The task: Pull out every line of the records below that contains the word "ground", copying each one in full. Case counts, so a line qualifies only if its capitalization matches.
★ ★ ★
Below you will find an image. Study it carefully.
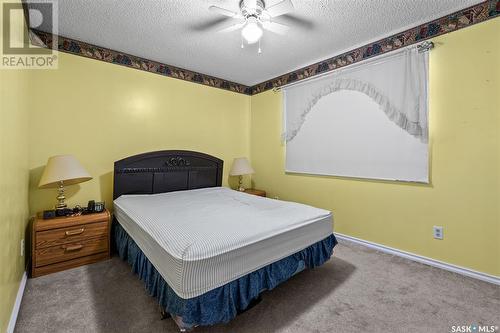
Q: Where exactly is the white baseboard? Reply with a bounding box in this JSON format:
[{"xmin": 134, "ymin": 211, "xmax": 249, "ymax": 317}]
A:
[
  {"xmin": 335, "ymin": 233, "xmax": 500, "ymax": 285},
  {"xmin": 7, "ymin": 272, "xmax": 28, "ymax": 333}
]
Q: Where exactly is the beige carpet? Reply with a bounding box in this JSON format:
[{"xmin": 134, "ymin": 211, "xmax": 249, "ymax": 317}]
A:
[{"xmin": 16, "ymin": 242, "xmax": 500, "ymax": 333}]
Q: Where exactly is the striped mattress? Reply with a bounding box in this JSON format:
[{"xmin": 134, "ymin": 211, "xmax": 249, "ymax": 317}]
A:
[{"xmin": 114, "ymin": 187, "xmax": 333, "ymax": 299}]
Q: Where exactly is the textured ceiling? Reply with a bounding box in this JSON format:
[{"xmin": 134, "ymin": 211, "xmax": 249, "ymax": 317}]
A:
[{"xmin": 28, "ymin": 0, "xmax": 482, "ymax": 85}]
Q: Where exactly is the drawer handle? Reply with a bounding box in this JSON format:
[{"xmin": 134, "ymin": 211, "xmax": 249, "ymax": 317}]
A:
[
  {"xmin": 63, "ymin": 244, "xmax": 83, "ymax": 251},
  {"xmin": 66, "ymin": 228, "xmax": 85, "ymax": 236}
]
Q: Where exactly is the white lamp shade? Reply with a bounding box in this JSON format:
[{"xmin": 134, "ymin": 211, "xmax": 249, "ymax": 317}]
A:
[
  {"xmin": 229, "ymin": 157, "xmax": 255, "ymax": 176},
  {"xmin": 38, "ymin": 155, "xmax": 92, "ymax": 188}
]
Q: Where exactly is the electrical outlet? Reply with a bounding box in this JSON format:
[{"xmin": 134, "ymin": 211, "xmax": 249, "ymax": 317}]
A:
[{"xmin": 432, "ymin": 226, "xmax": 443, "ymax": 239}]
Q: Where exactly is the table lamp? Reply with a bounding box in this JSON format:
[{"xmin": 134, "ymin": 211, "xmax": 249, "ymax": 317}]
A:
[
  {"xmin": 38, "ymin": 155, "xmax": 92, "ymax": 209},
  {"xmin": 229, "ymin": 157, "xmax": 255, "ymax": 191}
]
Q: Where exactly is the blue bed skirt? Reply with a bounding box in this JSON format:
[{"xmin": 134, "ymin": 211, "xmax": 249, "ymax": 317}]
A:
[{"xmin": 113, "ymin": 222, "xmax": 337, "ymax": 327}]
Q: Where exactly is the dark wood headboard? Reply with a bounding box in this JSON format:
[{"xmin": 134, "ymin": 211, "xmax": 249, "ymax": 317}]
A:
[{"xmin": 113, "ymin": 150, "xmax": 224, "ymax": 200}]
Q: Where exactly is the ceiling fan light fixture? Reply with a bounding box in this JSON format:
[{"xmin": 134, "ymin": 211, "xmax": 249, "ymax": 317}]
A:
[{"xmin": 241, "ymin": 17, "xmax": 263, "ymax": 44}]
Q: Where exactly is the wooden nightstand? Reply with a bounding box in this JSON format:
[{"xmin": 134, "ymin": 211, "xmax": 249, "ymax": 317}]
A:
[
  {"xmin": 245, "ymin": 188, "xmax": 266, "ymax": 197},
  {"xmin": 31, "ymin": 211, "xmax": 111, "ymax": 277}
]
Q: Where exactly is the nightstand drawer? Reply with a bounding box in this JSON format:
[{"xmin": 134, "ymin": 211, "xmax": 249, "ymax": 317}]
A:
[
  {"xmin": 35, "ymin": 222, "xmax": 108, "ymax": 249},
  {"xmin": 35, "ymin": 237, "xmax": 109, "ymax": 267}
]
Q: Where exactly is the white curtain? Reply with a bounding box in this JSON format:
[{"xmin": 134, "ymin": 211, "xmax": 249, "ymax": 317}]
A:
[
  {"xmin": 283, "ymin": 48, "xmax": 428, "ymax": 182},
  {"xmin": 283, "ymin": 48, "xmax": 428, "ymax": 142}
]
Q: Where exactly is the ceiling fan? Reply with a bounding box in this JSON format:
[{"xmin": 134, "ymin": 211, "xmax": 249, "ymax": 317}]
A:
[{"xmin": 208, "ymin": 0, "xmax": 294, "ymax": 53}]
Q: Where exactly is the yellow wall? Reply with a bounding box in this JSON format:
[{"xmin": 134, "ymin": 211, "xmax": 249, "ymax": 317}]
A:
[
  {"xmin": 29, "ymin": 53, "xmax": 250, "ymax": 213},
  {"xmin": 0, "ymin": 1, "xmax": 29, "ymax": 332},
  {"xmin": 250, "ymin": 19, "xmax": 500, "ymax": 276}
]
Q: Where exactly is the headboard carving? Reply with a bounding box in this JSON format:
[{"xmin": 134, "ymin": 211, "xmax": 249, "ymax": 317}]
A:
[{"xmin": 113, "ymin": 150, "xmax": 224, "ymax": 199}]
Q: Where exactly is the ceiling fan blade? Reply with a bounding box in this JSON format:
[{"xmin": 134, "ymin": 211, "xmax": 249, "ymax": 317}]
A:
[
  {"xmin": 208, "ymin": 6, "xmax": 240, "ymax": 17},
  {"xmin": 262, "ymin": 21, "xmax": 290, "ymax": 35},
  {"xmin": 217, "ymin": 22, "xmax": 245, "ymax": 32},
  {"xmin": 280, "ymin": 14, "xmax": 315, "ymax": 29},
  {"xmin": 266, "ymin": 0, "xmax": 293, "ymax": 17}
]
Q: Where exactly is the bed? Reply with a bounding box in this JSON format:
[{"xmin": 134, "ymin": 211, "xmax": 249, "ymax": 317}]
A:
[{"xmin": 113, "ymin": 151, "xmax": 336, "ymax": 331}]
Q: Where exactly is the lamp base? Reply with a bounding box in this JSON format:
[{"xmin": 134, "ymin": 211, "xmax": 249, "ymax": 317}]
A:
[
  {"xmin": 56, "ymin": 182, "xmax": 68, "ymax": 210},
  {"xmin": 237, "ymin": 176, "xmax": 245, "ymax": 192}
]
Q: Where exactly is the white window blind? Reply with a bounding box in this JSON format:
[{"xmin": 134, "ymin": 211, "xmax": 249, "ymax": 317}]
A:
[{"xmin": 283, "ymin": 48, "xmax": 428, "ymax": 182}]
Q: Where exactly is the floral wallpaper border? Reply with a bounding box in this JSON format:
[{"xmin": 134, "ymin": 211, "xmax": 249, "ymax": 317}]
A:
[
  {"xmin": 252, "ymin": 0, "xmax": 500, "ymax": 95},
  {"xmin": 31, "ymin": 29, "xmax": 251, "ymax": 95},
  {"xmin": 32, "ymin": 0, "xmax": 500, "ymax": 95}
]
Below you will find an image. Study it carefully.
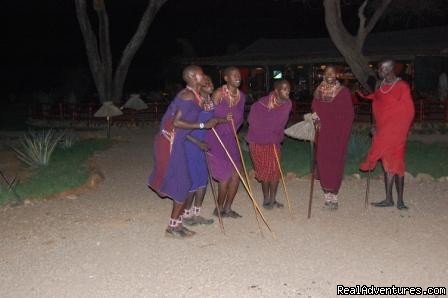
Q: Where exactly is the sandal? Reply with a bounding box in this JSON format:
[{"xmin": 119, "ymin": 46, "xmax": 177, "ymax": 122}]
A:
[
  {"xmin": 165, "ymin": 227, "xmax": 192, "ymax": 239},
  {"xmin": 271, "ymin": 201, "xmax": 285, "ymax": 208},
  {"xmin": 193, "ymin": 215, "xmax": 215, "ymax": 225},
  {"xmin": 263, "ymin": 201, "xmax": 274, "ymax": 209}
]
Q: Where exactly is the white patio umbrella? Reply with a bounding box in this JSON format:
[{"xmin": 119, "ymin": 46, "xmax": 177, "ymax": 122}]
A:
[
  {"xmin": 121, "ymin": 94, "xmax": 148, "ymax": 111},
  {"xmin": 94, "ymin": 101, "xmax": 123, "ymax": 138}
]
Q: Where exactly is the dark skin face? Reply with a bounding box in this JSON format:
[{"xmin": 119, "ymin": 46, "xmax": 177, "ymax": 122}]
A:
[
  {"xmin": 324, "ymin": 67, "xmax": 337, "ymax": 85},
  {"xmin": 224, "ymin": 69, "xmax": 241, "ymax": 89},
  {"xmin": 201, "ymin": 76, "xmax": 215, "ymax": 95},
  {"xmin": 275, "ymin": 82, "xmax": 291, "ymax": 100},
  {"xmin": 378, "ymin": 61, "xmax": 396, "ymax": 82}
]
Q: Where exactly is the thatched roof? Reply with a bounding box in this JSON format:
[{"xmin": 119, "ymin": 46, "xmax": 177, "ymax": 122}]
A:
[{"xmin": 182, "ymin": 26, "xmax": 448, "ymax": 66}]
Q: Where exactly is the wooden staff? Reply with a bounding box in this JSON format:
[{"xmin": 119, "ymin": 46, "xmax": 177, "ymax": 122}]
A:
[
  {"xmin": 272, "ymin": 144, "xmax": 293, "ymax": 218},
  {"xmin": 364, "ymin": 167, "xmax": 372, "ymax": 208},
  {"xmin": 212, "ymin": 128, "xmax": 275, "ymax": 238},
  {"xmin": 308, "ymin": 125, "xmax": 319, "ymax": 219},
  {"xmin": 204, "ymin": 152, "xmax": 226, "ymax": 235},
  {"xmin": 230, "ymin": 119, "xmax": 264, "ymax": 237}
]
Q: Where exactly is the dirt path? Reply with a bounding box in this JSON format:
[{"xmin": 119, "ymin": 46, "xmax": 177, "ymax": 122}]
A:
[{"xmin": 0, "ymin": 128, "xmax": 448, "ymax": 298}]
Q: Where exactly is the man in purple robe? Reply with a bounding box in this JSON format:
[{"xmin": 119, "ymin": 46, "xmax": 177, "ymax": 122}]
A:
[{"xmin": 148, "ymin": 65, "xmax": 220, "ymax": 238}]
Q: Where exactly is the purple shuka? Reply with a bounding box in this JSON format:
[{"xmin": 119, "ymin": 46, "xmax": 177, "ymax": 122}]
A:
[
  {"xmin": 246, "ymin": 94, "xmax": 292, "ymax": 145},
  {"xmin": 148, "ymin": 96, "xmax": 202, "ymax": 203},
  {"xmin": 205, "ymin": 91, "xmax": 246, "ymax": 182},
  {"xmin": 312, "ymin": 87, "xmax": 354, "ymax": 193},
  {"xmin": 185, "ymin": 110, "xmax": 213, "ymax": 192}
]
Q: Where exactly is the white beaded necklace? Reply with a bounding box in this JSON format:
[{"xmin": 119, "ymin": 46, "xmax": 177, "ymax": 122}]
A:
[{"xmin": 379, "ymin": 78, "xmax": 401, "ymax": 94}]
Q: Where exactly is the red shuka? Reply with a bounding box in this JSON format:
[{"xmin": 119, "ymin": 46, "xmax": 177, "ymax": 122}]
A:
[{"xmin": 360, "ymin": 80, "xmax": 415, "ymax": 176}]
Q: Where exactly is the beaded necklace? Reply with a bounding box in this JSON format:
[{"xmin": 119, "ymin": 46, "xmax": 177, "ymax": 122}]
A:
[
  {"xmin": 379, "ymin": 78, "xmax": 401, "ymax": 94},
  {"xmin": 222, "ymin": 85, "xmax": 240, "ymax": 107}
]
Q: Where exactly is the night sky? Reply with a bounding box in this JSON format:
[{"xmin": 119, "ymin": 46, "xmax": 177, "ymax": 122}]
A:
[{"xmin": 0, "ymin": 0, "xmax": 447, "ymax": 95}]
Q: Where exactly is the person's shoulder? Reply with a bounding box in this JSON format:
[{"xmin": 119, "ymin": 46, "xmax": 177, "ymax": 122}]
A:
[
  {"xmin": 212, "ymin": 87, "xmax": 222, "ymax": 105},
  {"xmin": 176, "ymin": 89, "xmax": 195, "ymax": 101},
  {"xmin": 397, "ymin": 79, "xmax": 411, "ymax": 89}
]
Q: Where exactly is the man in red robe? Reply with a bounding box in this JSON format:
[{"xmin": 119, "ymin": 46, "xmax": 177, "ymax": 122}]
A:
[{"xmin": 360, "ymin": 60, "xmax": 415, "ymax": 209}]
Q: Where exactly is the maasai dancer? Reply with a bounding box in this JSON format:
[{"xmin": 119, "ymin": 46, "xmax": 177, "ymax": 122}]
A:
[
  {"xmin": 206, "ymin": 67, "xmax": 246, "ymax": 218},
  {"xmin": 360, "ymin": 60, "xmax": 415, "ymax": 209},
  {"xmin": 312, "ymin": 66, "xmax": 354, "ymax": 209},
  {"xmin": 246, "ymin": 80, "xmax": 292, "ymax": 209},
  {"xmin": 182, "ymin": 76, "xmax": 214, "ymax": 225},
  {"xmin": 148, "ymin": 65, "xmax": 223, "ymax": 238}
]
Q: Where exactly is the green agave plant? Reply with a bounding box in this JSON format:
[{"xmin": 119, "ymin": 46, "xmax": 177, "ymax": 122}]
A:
[
  {"xmin": 60, "ymin": 129, "xmax": 78, "ymax": 149},
  {"xmin": 12, "ymin": 129, "xmax": 64, "ymax": 168}
]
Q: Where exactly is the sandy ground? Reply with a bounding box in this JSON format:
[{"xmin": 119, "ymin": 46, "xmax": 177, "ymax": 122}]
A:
[{"xmin": 0, "ymin": 127, "xmax": 448, "ymax": 298}]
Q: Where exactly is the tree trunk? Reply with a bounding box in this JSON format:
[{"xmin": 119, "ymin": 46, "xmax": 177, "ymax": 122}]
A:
[
  {"xmin": 74, "ymin": 0, "xmax": 168, "ymax": 102},
  {"xmin": 75, "ymin": 0, "xmax": 108, "ymax": 102},
  {"xmin": 112, "ymin": 0, "xmax": 168, "ymax": 101},
  {"xmin": 324, "ymin": 0, "xmax": 390, "ymax": 91}
]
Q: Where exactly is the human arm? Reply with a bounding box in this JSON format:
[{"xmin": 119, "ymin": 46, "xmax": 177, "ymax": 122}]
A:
[{"xmin": 187, "ymin": 135, "xmax": 209, "ymax": 151}]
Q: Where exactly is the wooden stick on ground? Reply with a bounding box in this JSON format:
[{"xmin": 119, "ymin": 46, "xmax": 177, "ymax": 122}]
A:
[
  {"xmin": 231, "ymin": 119, "xmax": 264, "ymax": 237},
  {"xmin": 204, "ymin": 152, "xmax": 226, "ymax": 235},
  {"xmin": 308, "ymin": 125, "xmax": 319, "ymax": 219},
  {"xmin": 212, "ymin": 128, "xmax": 275, "ymax": 238},
  {"xmin": 272, "ymin": 144, "xmax": 293, "ymax": 218}
]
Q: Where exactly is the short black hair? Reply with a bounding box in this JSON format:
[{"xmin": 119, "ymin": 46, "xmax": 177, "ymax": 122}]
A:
[
  {"xmin": 274, "ymin": 79, "xmax": 291, "ymax": 89},
  {"xmin": 222, "ymin": 66, "xmax": 240, "ymax": 77}
]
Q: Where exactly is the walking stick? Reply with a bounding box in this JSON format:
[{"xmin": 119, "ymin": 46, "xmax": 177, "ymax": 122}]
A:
[
  {"xmin": 308, "ymin": 125, "xmax": 319, "ymax": 219},
  {"xmin": 272, "ymin": 144, "xmax": 293, "ymax": 218},
  {"xmin": 0, "ymin": 170, "xmax": 22, "ymax": 203},
  {"xmin": 204, "ymin": 152, "xmax": 226, "ymax": 235},
  {"xmin": 364, "ymin": 167, "xmax": 372, "ymax": 208},
  {"xmin": 212, "ymin": 128, "xmax": 275, "ymax": 238},
  {"xmin": 230, "ymin": 119, "xmax": 264, "ymax": 237}
]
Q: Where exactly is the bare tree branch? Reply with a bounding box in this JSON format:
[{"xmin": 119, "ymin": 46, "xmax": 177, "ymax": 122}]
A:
[
  {"xmin": 112, "ymin": 0, "xmax": 168, "ymax": 100},
  {"xmin": 358, "ymin": 0, "xmax": 369, "ymax": 36},
  {"xmin": 364, "ymin": 0, "xmax": 392, "ymax": 38},
  {"xmin": 94, "ymin": 0, "xmax": 113, "ymax": 100},
  {"xmin": 75, "ymin": 0, "xmax": 106, "ymax": 101}
]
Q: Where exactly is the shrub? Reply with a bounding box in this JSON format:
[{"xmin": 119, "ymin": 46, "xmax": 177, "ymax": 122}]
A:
[
  {"xmin": 12, "ymin": 129, "xmax": 64, "ymax": 168},
  {"xmin": 347, "ymin": 129, "xmax": 370, "ymax": 162}
]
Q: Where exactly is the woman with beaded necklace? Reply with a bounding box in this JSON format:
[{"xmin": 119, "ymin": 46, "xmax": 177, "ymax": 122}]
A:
[
  {"xmin": 312, "ymin": 66, "xmax": 355, "ymax": 210},
  {"xmin": 246, "ymin": 80, "xmax": 292, "ymax": 209},
  {"xmin": 148, "ymin": 65, "xmax": 225, "ymax": 238},
  {"xmin": 205, "ymin": 67, "xmax": 246, "ymax": 218},
  {"xmin": 360, "ymin": 59, "xmax": 415, "ymax": 209},
  {"xmin": 182, "ymin": 75, "xmax": 215, "ymax": 226}
]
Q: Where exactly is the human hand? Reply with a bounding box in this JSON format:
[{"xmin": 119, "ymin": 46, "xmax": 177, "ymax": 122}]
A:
[
  {"xmin": 204, "ymin": 118, "xmax": 220, "ymax": 129},
  {"xmin": 198, "ymin": 141, "xmax": 209, "ymax": 151}
]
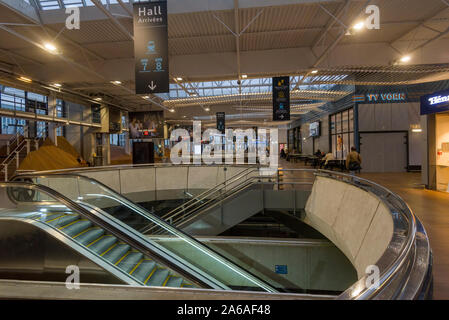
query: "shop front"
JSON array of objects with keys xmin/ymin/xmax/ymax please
[{"xmin": 421, "ymin": 90, "xmax": 449, "ymax": 193}]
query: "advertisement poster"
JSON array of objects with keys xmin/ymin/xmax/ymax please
[{"xmin": 129, "ymin": 111, "xmax": 164, "ymax": 140}]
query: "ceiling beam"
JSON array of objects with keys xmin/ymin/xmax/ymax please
[{"xmin": 0, "ymin": 0, "xmax": 39, "ymax": 24}]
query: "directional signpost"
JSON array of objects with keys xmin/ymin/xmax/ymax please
[
  {"xmin": 134, "ymin": 1, "xmax": 170, "ymax": 94},
  {"xmin": 273, "ymin": 77, "xmax": 290, "ymax": 121}
]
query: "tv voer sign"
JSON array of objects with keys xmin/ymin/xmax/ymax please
[
  {"xmin": 133, "ymin": 1, "xmax": 170, "ymax": 94},
  {"xmin": 421, "ymin": 90, "xmax": 449, "ymax": 115},
  {"xmin": 273, "ymin": 77, "xmax": 290, "ymax": 121}
]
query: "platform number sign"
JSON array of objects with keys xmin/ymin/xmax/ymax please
[
  {"xmin": 134, "ymin": 1, "xmax": 170, "ymax": 94},
  {"xmin": 273, "ymin": 77, "xmax": 290, "ymax": 121},
  {"xmin": 217, "ymin": 112, "xmax": 226, "ymax": 134}
]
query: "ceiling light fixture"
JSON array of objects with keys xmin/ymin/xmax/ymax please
[
  {"xmin": 44, "ymin": 42, "xmax": 58, "ymax": 54},
  {"xmin": 352, "ymin": 21, "xmax": 365, "ymax": 31},
  {"xmin": 400, "ymin": 56, "xmax": 412, "ymax": 63},
  {"xmin": 17, "ymin": 77, "xmax": 33, "ymax": 83}
]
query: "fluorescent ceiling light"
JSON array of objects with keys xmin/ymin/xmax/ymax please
[
  {"xmin": 17, "ymin": 77, "xmax": 33, "ymax": 83},
  {"xmin": 401, "ymin": 56, "xmax": 412, "ymax": 62},
  {"xmin": 353, "ymin": 21, "xmax": 365, "ymax": 30},
  {"xmin": 44, "ymin": 42, "xmax": 58, "ymax": 54}
]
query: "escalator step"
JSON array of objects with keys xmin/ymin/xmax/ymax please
[
  {"xmin": 87, "ymin": 235, "xmax": 117, "ymax": 254},
  {"xmin": 116, "ymin": 252, "xmax": 143, "ymax": 273},
  {"xmin": 61, "ymin": 219, "xmax": 92, "ymax": 236},
  {"xmin": 101, "ymin": 243, "xmax": 131, "ymax": 263},
  {"xmin": 73, "ymin": 227, "xmax": 104, "ymax": 245},
  {"xmin": 36, "ymin": 212, "xmax": 65, "ymax": 222},
  {"xmin": 130, "ymin": 260, "xmax": 156, "ymax": 282},
  {"xmin": 164, "ymin": 276, "xmax": 184, "ymax": 288},
  {"xmin": 46, "ymin": 214, "xmax": 80, "ymax": 228},
  {"xmin": 145, "ymin": 268, "xmax": 170, "ymax": 287}
]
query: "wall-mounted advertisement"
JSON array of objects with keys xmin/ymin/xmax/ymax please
[{"xmin": 129, "ymin": 111, "xmax": 164, "ymax": 140}]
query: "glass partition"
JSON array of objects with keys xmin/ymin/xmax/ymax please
[{"xmin": 18, "ymin": 175, "xmax": 276, "ymax": 292}]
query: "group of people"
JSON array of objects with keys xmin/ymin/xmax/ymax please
[{"xmin": 314, "ymin": 147, "xmax": 362, "ymax": 174}]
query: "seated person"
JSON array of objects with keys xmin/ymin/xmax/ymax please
[{"xmin": 321, "ymin": 152, "xmax": 335, "ymax": 168}]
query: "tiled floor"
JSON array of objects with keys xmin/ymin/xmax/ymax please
[{"xmin": 280, "ymin": 161, "xmax": 449, "ymax": 299}]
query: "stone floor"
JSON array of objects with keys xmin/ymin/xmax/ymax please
[{"xmin": 279, "ymin": 161, "xmax": 449, "ymax": 299}]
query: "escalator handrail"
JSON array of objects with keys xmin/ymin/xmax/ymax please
[
  {"xmin": 0, "ymin": 182, "xmax": 228, "ymax": 289},
  {"xmin": 9, "ymin": 174, "xmax": 277, "ymax": 292},
  {"xmin": 162, "ymin": 168, "xmax": 258, "ymax": 220}
]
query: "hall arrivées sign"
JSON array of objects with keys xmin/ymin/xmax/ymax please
[
  {"xmin": 133, "ymin": 1, "xmax": 170, "ymax": 94},
  {"xmin": 421, "ymin": 89, "xmax": 449, "ymax": 115},
  {"xmin": 352, "ymin": 92, "xmax": 407, "ymax": 103}
]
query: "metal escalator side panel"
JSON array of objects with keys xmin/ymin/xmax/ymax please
[
  {"xmin": 0, "ymin": 217, "xmax": 141, "ymax": 286},
  {"xmin": 9, "ymin": 175, "xmax": 277, "ymax": 292}
]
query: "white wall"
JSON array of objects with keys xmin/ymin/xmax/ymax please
★ ★ ★
The reply:
Q: Where exactly is the sandy ground? Reply with a bounding box in this JSON format:
Q: Where exactly is the wooden stick on ground? Reply with a bounding box in this JSON format:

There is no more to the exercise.